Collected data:
--- Start ---
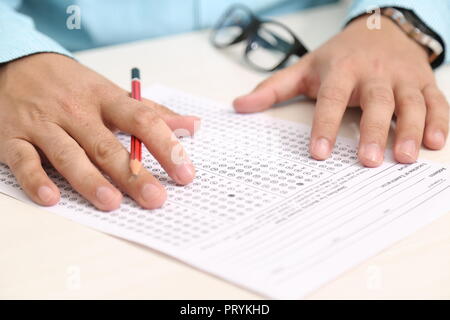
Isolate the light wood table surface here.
[0,4,450,299]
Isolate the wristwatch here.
[381,7,444,68]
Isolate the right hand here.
[0,53,199,211]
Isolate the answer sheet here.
[0,86,450,299]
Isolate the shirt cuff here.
[0,4,73,63]
[346,0,450,63]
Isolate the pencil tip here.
[130,159,142,177]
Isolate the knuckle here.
[399,122,424,136]
[317,86,347,105]
[401,92,425,107]
[94,138,124,163]
[366,87,395,110]
[362,121,389,137]
[133,107,162,131]
[51,144,78,169]
[314,117,337,132]
[5,143,27,171]
[330,53,358,71]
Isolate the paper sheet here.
[0,86,450,299]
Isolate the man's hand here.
[0,53,198,211]
[234,17,449,167]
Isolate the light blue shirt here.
[0,0,450,63]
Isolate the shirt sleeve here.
[346,0,450,63]
[0,0,72,63]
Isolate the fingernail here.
[362,143,383,163]
[433,131,445,146]
[312,138,331,159]
[141,183,161,202]
[96,187,116,205]
[398,140,417,160]
[176,163,194,183]
[38,186,55,203]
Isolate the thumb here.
[233,58,307,113]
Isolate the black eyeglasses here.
[210,5,308,71]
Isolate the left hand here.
[234,17,449,167]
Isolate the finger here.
[33,126,122,211]
[422,85,449,150]
[358,79,395,167]
[310,71,354,160]
[233,56,309,113]
[394,87,427,163]
[142,98,201,136]
[66,121,167,209]
[2,139,60,206]
[104,98,195,185]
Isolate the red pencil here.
[130,68,142,176]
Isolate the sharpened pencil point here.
[130,159,142,177]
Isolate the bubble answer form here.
[0,86,450,299]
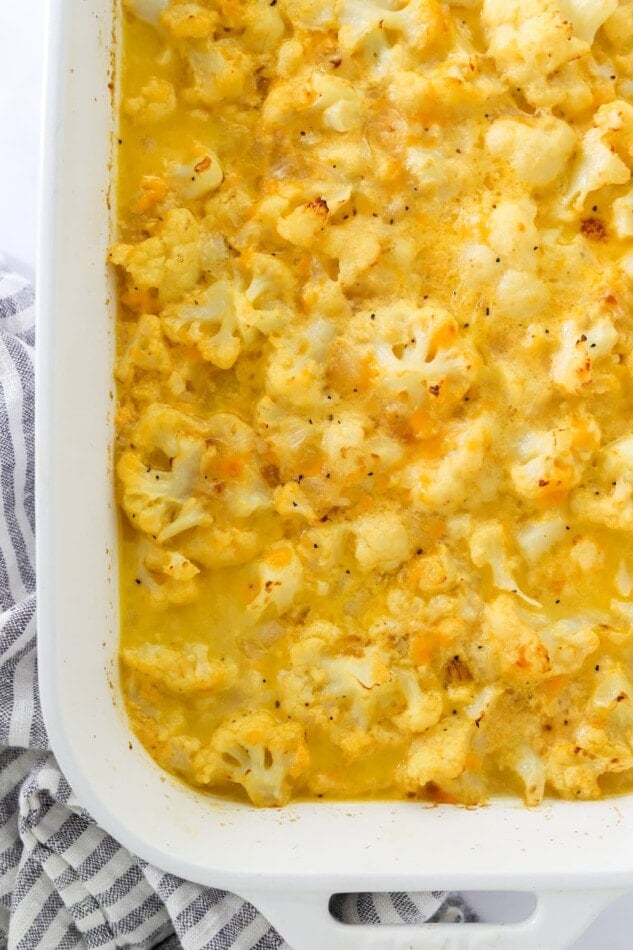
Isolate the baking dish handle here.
[243,890,626,950]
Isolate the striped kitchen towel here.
[0,261,473,950]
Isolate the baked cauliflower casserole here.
[110,0,633,805]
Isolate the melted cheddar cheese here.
[110,0,633,805]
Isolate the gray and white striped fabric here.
[0,261,473,950]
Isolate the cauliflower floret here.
[266,317,336,408]
[482,0,589,86]
[279,0,338,33]
[372,301,481,404]
[160,3,220,40]
[469,521,541,607]
[337,0,446,55]
[611,191,633,240]
[239,252,297,339]
[351,510,415,573]
[404,145,452,199]
[279,621,442,759]
[400,414,495,510]
[405,717,474,788]
[170,149,224,201]
[510,416,600,506]
[121,642,237,696]
[123,78,176,125]
[495,268,549,320]
[161,280,242,369]
[393,670,444,733]
[515,515,566,564]
[565,128,631,211]
[136,538,200,604]
[478,594,600,682]
[109,208,202,303]
[115,313,171,386]
[262,70,362,132]
[117,405,272,552]
[593,99,633,165]
[488,198,539,271]
[604,0,633,46]
[558,0,618,43]
[323,214,382,288]
[246,541,303,617]
[277,197,329,247]
[486,115,576,188]
[187,38,255,106]
[571,436,633,531]
[552,317,618,393]
[192,711,310,807]
[499,742,547,805]
[117,406,210,544]
[123,0,169,26]
[242,0,285,53]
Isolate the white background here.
[0,0,633,950]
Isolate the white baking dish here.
[37,0,633,950]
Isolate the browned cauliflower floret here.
[191,711,310,806]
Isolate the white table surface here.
[0,0,633,950]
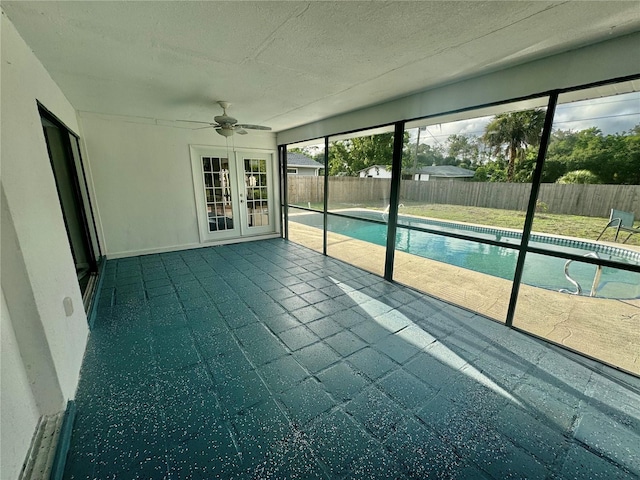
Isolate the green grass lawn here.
[292,202,640,245]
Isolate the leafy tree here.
[482,108,545,182]
[542,125,640,185]
[447,134,479,166]
[329,132,411,176]
[556,170,602,185]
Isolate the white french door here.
[191,146,276,242]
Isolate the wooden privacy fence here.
[288,175,640,218]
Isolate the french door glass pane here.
[202,157,233,232]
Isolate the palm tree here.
[482,108,545,182]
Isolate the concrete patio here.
[65,240,640,479]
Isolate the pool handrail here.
[558,252,602,297]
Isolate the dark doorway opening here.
[40,107,100,310]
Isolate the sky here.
[410,92,640,147]
[292,92,640,153]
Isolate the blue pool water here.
[289,211,640,299]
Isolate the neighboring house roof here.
[414,165,475,178]
[287,152,324,168]
[356,165,387,173]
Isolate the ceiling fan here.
[178,101,271,137]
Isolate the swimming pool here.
[289,210,640,299]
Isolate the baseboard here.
[49,400,76,480]
[19,401,75,480]
[107,232,282,260]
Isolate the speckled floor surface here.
[65,240,640,479]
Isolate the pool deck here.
[289,222,640,375]
[64,239,640,480]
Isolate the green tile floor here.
[65,239,640,480]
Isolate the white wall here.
[0,292,40,479]
[277,33,640,145]
[0,13,88,472]
[79,112,276,257]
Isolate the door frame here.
[189,144,281,244]
[37,102,102,310]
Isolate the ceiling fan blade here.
[176,120,215,126]
[236,123,271,130]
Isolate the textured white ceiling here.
[2,1,640,131]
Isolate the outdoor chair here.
[596,208,640,243]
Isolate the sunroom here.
[0,1,640,479]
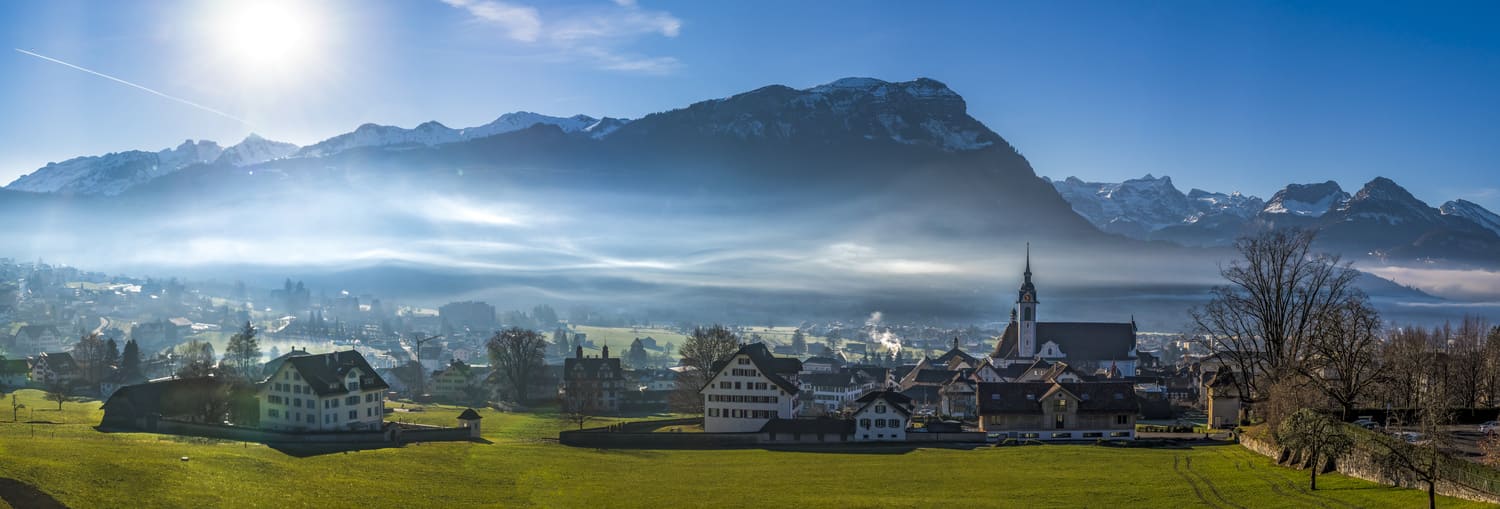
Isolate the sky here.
[0,0,1500,210]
--- End ---
**Task objective**. Please recast every line of the records as a Markdown table with the columns Row and Line, numbering each row, omitting blank lines and leaving the pictures out.

**Task answer**.
| Row | Line |
|---|---|
| 1 | Isolate the light wood table surface here. |
| 2 | [0,4,450,299] |
| 3 | Isolate the wristwatch here. |
| 4 | [381,7,444,68] |
| 5 | Isolate the right hand here. |
| 6 | [0,53,199,211] |
| 7 | Isolate the answer sheet here. |
| 8 | [0,86,450,299] |
| 9 | Isolate the shirt cuff here. |
| 10 | [0,4,73,63] |
| 11 | [346,0,450,63] |
| 12 | Isolate the pencil tip here. |
| 13 | [130,159,142,177] |
| 14 | Isolate the knuckle here. |
| 15 | [399,122,424,136] |
| 16 | [317,86,347,105] |
| 17 | [401,92,425,107] |
| 18 | [94,138,124,163] |
| 19 | [366,87,395,110] |
| 20 | [362,121,389,137] |
| 21 | [133,107,162,131] |
| 22 | [51,144,78,169] |
| 23 | [314,117,337,132] |
| 24 | [5,143,27,171] |
| 25 | [330,53,358,71] |
| 26 | Isolate the paper sheet here. |
| 27 | [0,86,450,299] |
| 28 | Isolate the man's hand here. |
| 29 | [0,53,198,211] |
| 30 | [234,17,449,167] |
| 31 | Isolate the light blue shirt here. |
| 32 | [0,0,450,63] |
| 33 | Isolate the shirt sleeve here. |
| 34 | [346,0,450,63] |
| 35 | [0,0,72,63] |
| 36 | Isolate the fingernail here. |
| 37 | [362,143,383,163] |
| 38 | [433,131,445,146] |
| 39 | [312,138,331,159] |
| 40 | [141,183,161,202] |
| 41 | [96,187,116,205] |
| 42 | [398,140,417,160] |
| 43 | [176,163,194,183] |
| 44 | [38,186,55,203] |
| 45 | Isolate the thumb here. |
| 46 | [233,58,307,113] |
| 47 | Isolate the black eyeglasses here. |
| 48 | [210,5,308,71] |
| 49 | Isolate the left hand here. |
| 50 | [234,17,449,167] |
| 51 | Isolate the finger here. |
| 52 | [33,126,122,211] |
| 53 | [422,85,449,150] |
| 54 | [358,79,395,167] |
| 55 | [310,71,354,160] |
| 56 | [233,56,309,113] |
| 57 | [394,87,427,163] |
| 58 | [142,98,201,136] |
| 59 | [66,121,167,209] |
| 60 | [2,139,60,206] |
| 61 | [104,98,195,185] |
| 62 | Isolate the red pencil here. |
| 63 | [130,68,142,176] |
| 64 | Isolate the sharpened pencil point here. |
| 65 | [130,159,142,177] |
| 66 | Isolate the bubble answer form here. |
| 67 | [0,86,450,299] |
| 68 | Isolate the baking dish handle here. |
| 69 | [243,890,626,950] |
| 70 | Isolate the striped kitchen towel here. |
| 71 | [0,261,473,950] |
| 72 | Isolate the baked cauliflower casserole here. |
| 73 | [110,0,633,805] |
| 74 | Isolate the melted cheddar cheese here. |
| 75 | [110,0,633,805] |
| 76 | Isolate the gray and white striped fabric here. |
| 77 | [0,261,473,950] |
| 78 | Isolate the cauliflower floret here. |
| 79 | [266,317,336,408] |
| 80 | [482,0,589,86] |
| 81 | [279,0,338,33] |
| 82 | [372,301,481,404] |
| 83 | [160,3,220,40] |
| 84 | [469,521,541,607] |
| 85 | [337,0,446,55] |
| 86 | [611,191,633,240] |
| 87 | [239,252,297,339] |
| 88 | [351,510,415,573] |
| 89 | [404,145,452,199] |
| 90 | [279,621,442,759] |
| 91 | [400,414,495,510] |
| 92 | [405,717,474,788] |
| 93 | [170,149,224,201] |
| 94 | [510,416,600,506] |
| 95 | [121,642,237,696] |
| 96 | [123,78,176,125] |
| 97 | [495,268,549,320] |
| 98 | [161,280,242,369] |
| 99 | [393,670,444,733] |
| 100 | [515,515,566,564] |
| 101 | [565,128,631,211] |
| 102 | [136,538,200,604] |
| 103 | [478,594,600,682] |
| 104 | [109,208,202,303] |
| 105 | [115,313,171,386] |
| 106 | [262,70,362,132] |
| 107 | [117,405,272,552] |
| 108 | [593,99,633,165] |
| 109 | [488,198,539,271] |
| 110 | [604,0,633,46] |
| 111 | [558,0,618,43] |
| 112 | [323,214,382,288] |
| 113 | [246,541,303,617] |
| 114 | [277,197,329,247] |
| 115 | [486,115,576,188] |
| 116 | [187,38,255,106] |
| 117 | [571,436,633,531] |
| 118 | [552,317,618,393] |
| 119 | [192,711,310,807] |
| 120 | [499,742,547,805] |
| 121 | [117,406,210,544] |
| 122 | [123,0,169,26] |
| 123 | [242,0,285,53] |
| 124 | Isolate the white background here. |
| 125 | [0,0,633,950] |
| 126 | Isolate the white baking dish here. |
| 127 | [37,0,633,950] |
| 128 | Isolate the browned cauliflower floret here. |
| 129 | [191,711,310,806] |
| 130 | Isolate the white table surface here. |
| 131 | [0,0,633,950] |
| 132 | Isolate the green grass lawn here. |
| 133 | [292,202,640,245] |
| 134 | Isolate the leafy tree here. |
| 135 | [482,108,545,182] |
| 136 | [542,125,640,185] |
| 137 | [447,134,479,166] |
| 138 | [329,132,411,176] |
| 139 | [556,170,602,185] |
| 140 | Isolate the white french door here. |
| 141 | [191,146,276,242] |
| 142 | Isolate the wooden privacy fence here. |
| 143 | [288,175,640,218] |
| 144 | Isolate the french door glass pane here. |
| 145 | [202,157,233,232] |
| 146 | Isolate the palm tree here. |
| 147 | [482,108,545,182] |
| 148 | Isolate the concrete patio here. |
| 149 | [65,240,640,479] |
| 150 | Isolate the pool handrail here. |
| 151 | [558,252,602,297] |
| 152 | Isolate the dark doorway opening here. |
| 153 | [40,107,100,310] |
| 154 | Isolate the sky here. |
| 155 | [410,92,640,147] |
| 156 | [292,92,640,153] |
| 157 | Isolate the blue pool water here. |
| 158 | [289,211,640,299] |
| 159 | Isolate the neighboring house roof here. |
| 160 | [414,165,475,178] |
| 161 | [287,152,324,168] |
| 162 | [356,165,387,173] |
| 163 | Isolate the ceiling fan here. |
| 164 | [178,101,271,137] |
| 165 | Isolate the swimming pool here. |
| 166 | [289,210,640,299] |
| 167 | Isolate the baseboard here. |
| 168 | [49,400,76,480] |
| 169 | [19,401,75,480] |
| 170 | [107,232,282,260] |
| 171 | Isolate the speckled floor surface here. |
| 172 | [65,240,640,479] |
| 173 | Isolate the pool deck here. |
| 174 | [289,222,640,375] |
| 175 | [64,239,640,480] |
| 176 | Isolate the green tile floor here. |
| 177 | [65,239,640,480] |
| 178 | Isolate the white wall here. |
| 179 | [0,292,40,479] |
| 180 | [277,33,640,145] |
| 181 | [0,13,88,472] |
| 182 | [79,112,276,257] |
| 183 | Isolate the door frame here. |
| 184 | [189,144,281,244] |
| 185 | [37,102,102,310] |
| 186 | Isolate the ceiling fan blade here. |
| 187 | [176,120,215,126] |
| 188 | [236,123,271,130] |
| 189 | Isolate the textured white ceiling here. |
| 190 | [2,1,640,131] |
| 191 | Isolate the outdoor chair here. |
| 192 | [596,208,640,243] |
| 193 | Isolate the sunroom here. |
| 194 | [0,1,640,479] |
| 195 | Isolate the sky here. |
| 196 | [0,0,1500,210] |